与えられた文章 »

----------

楽天証券の口座でデイトレの自動売買に挑戦しようと Windows / Excel 上で利用できる マーケットスピード II RSS を活用して Python であれこれ取り組んでいます。この「自動売買への道」のトピックでは、プログラミングの話題にも踏み込んで、日々の活動をまとめていきます。
デイトレ用自作アプリ
以下は株価に関連する情報の流れを示しています。
楽天証券では、Python からネットワーク越しに直接取引できるような API が提供されていないので、マーケットスピード II RSS を介して取引をする構成を取っています。
強化学習のシステム作成
生成 AI との対話が続く
GPT-5 とチャットを続けていると、過去のチャットの内容も拾いだしてうまくまとめてくれるときがあります。環境クラスについてやり取りをしているときに具体的な情報を補足したところ、きれいにシステム構成をまとめてくれたので、重要な部分を拾ってまとめ直しました。
構成(楽天証券 Market Speed II RSS + xlwings 前提)
- 🖥 学習 PC (Fedora Linux)

----------

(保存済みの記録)
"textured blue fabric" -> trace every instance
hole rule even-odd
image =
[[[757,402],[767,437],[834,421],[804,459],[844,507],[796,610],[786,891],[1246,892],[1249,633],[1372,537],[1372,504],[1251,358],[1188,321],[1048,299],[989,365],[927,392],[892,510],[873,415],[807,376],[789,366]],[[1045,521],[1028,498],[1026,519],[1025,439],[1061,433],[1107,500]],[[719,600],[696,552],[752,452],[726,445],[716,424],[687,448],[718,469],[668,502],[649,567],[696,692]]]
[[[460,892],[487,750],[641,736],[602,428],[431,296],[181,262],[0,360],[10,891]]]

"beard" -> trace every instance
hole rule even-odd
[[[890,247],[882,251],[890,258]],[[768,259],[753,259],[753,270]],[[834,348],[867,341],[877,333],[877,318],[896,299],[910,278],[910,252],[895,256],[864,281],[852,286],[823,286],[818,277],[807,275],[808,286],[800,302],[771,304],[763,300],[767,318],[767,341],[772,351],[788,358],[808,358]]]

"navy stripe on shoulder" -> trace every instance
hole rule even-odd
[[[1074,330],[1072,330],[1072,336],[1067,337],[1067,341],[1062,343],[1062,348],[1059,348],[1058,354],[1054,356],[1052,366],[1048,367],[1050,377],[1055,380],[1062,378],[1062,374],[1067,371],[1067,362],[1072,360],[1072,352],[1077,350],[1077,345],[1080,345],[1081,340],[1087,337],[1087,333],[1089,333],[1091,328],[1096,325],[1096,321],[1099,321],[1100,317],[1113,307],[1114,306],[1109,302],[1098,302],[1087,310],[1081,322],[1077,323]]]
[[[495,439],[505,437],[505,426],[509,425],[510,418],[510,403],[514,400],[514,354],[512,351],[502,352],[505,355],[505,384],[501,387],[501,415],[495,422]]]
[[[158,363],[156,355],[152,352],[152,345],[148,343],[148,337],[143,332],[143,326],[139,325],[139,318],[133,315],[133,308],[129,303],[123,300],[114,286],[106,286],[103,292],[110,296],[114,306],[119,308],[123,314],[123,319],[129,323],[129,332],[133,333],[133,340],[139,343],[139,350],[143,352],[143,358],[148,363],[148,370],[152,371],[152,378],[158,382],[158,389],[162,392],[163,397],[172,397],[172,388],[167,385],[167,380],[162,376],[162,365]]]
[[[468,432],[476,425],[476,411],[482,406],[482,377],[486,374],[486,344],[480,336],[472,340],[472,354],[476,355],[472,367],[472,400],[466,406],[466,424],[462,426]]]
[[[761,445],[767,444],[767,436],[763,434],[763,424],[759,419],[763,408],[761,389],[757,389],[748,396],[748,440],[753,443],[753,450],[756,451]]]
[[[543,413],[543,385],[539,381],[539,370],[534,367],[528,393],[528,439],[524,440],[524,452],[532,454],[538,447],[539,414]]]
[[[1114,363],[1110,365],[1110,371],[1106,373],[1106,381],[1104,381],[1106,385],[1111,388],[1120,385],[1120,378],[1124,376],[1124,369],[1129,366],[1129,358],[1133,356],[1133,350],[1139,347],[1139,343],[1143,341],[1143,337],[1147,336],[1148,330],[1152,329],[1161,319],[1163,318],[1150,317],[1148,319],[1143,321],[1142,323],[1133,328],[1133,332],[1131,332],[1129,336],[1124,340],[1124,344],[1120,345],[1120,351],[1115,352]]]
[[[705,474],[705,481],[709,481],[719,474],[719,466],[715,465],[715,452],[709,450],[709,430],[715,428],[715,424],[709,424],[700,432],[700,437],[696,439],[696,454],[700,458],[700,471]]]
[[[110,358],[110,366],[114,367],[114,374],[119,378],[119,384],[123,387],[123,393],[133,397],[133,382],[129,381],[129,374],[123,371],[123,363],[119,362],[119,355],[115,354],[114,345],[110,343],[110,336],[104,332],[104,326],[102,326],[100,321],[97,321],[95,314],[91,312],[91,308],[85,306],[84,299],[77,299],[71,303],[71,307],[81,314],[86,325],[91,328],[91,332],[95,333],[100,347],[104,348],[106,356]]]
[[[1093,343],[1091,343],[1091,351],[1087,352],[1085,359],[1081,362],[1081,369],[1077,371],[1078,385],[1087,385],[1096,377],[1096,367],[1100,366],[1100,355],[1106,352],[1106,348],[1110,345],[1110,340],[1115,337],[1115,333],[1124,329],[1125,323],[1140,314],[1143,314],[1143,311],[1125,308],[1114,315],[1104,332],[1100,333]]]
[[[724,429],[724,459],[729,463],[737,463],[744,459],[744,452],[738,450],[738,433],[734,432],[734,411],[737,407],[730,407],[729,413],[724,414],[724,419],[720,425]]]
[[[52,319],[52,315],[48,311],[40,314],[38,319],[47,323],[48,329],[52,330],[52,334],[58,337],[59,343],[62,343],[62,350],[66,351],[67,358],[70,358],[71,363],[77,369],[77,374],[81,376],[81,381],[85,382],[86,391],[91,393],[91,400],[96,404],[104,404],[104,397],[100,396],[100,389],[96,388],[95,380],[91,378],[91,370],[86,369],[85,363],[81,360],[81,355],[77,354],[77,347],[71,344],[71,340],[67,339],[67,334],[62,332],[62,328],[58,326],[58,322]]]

----------

課題について » 与えられた文章によると、楽天証券で提供されていないために、マーケットスピード II RSS を介して取引する構成を取ることになったものは何ですか。 これらの行は、与えられた文章とは関係がありません。

記述解答 » Python からネットワーク越しに直接取引できるような API です。